====== STUDY TEXT ======

MARINE CORPS BASE CAMP LEJEUNE, N.C. -- As a staff noncommissioned officer for the Service Record Book Maintenance Section of the Division Personnel Administrative Center, Master Sgt. William P. Wooten already has a full plate. Even with this task, the 42-year-old Carthage, N.C. native has also been competing in amateur body building contests, and juggling all this with a family.
Wooten started training to be a body builder towards the end of 1999. He started going to shows in 2001 and participated in his first competition while stationed in Korea.
Wooten follows a strict workout routine during the competition season. He wakes up at 4:30 a.m. to go the gym at 5 a.m. During these early morning sessions he runs and works on his small muscle groups. He goes to the gym a second time at 11 a.m. during which he works on his large muscle groups.
His diet consists of things low in fat such as tuna, turkey, chicken eggs, potatoes and lots of water.

====== RECORDS SUPPLIED ======

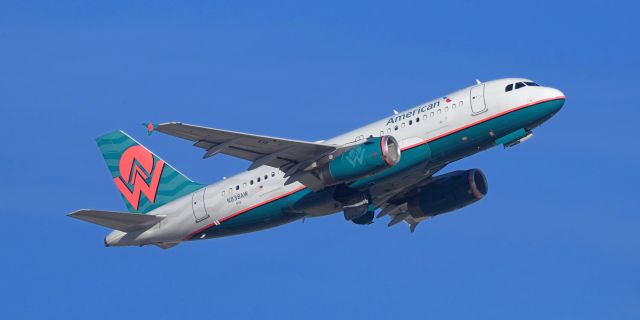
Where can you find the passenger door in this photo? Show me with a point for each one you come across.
(197, 204)
(478, 105)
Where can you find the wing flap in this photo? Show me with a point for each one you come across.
(126, 222)
(246, 146)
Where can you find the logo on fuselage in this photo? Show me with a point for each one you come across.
(138, 174)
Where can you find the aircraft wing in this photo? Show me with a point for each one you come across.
(127, 222)
(260, 150)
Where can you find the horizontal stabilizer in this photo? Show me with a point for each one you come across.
(126, 222)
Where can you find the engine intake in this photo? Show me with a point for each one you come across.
(370, 157)
(449, 192)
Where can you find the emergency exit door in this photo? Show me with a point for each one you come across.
(197, 203)
(478, 105)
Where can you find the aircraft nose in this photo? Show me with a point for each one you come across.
(555, 93)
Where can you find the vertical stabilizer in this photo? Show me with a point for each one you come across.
(144, 180)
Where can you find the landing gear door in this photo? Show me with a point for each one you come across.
(197, 203)
(478, 105)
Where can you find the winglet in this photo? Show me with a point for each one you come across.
(150, 127)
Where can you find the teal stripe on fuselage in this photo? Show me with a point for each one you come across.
(437, 152)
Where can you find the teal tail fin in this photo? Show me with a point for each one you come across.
(144, 180)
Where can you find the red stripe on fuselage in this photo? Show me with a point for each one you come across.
(480, 121)
(403, 149)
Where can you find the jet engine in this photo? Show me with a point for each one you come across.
(367, 158)
(447, 193)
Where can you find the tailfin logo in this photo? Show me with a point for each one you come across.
(136, 169)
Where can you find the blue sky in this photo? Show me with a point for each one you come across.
(557, 236)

======

## INSTRUCTIONS FOR THE TASK
Continue the article on Master Sgt. William P. Wooten's bodybuilding, beginning after its last sentence.

## TASK RESULT
“During the off season I eat what I want,” Wooten explains. “I really don’t eat a lot of fried food or pork. I eat a lot of foods high in protein.”
This diet and exercise routine is crucial to Wooten in order to maintain his appearance, as it will reflect directly on him during the competition.
The competitions begin on Saturdays with the prejudging contest. It begins with competitors doing eight mandatory poses as a group, where they are judged on body symmetry. Afterwards each competitor is given 60 seconds with no music to complete a pose routine.
In the evening show competitors are given 90 seconds with music to complete a pose routine in front of an audience. After this is the trophy presentation to the winners.
Wooten has competed in about 20 shows since he began four years ago, although he has done more shows this year than in the past. Wooten competed three times in August, placing 2nd and 3rd in the first two events. The last competition on Aug. 20 found the body builder placing first to become the North Carolina State Lightweight Champion.
“I have to give credit to my family,” Wooten explained. “Both sides of my family are naturally muscular and though I work hard, it came easy to me.”
While attending Union Pines High School in 1981 Wooten played football, basketball, ran track and trained with the weightlifting team.
Though he began competing against soldiers in Korea, Wooten enjoys being aboard Camp Lejeune and gains a lot of support from the DPAC Marines.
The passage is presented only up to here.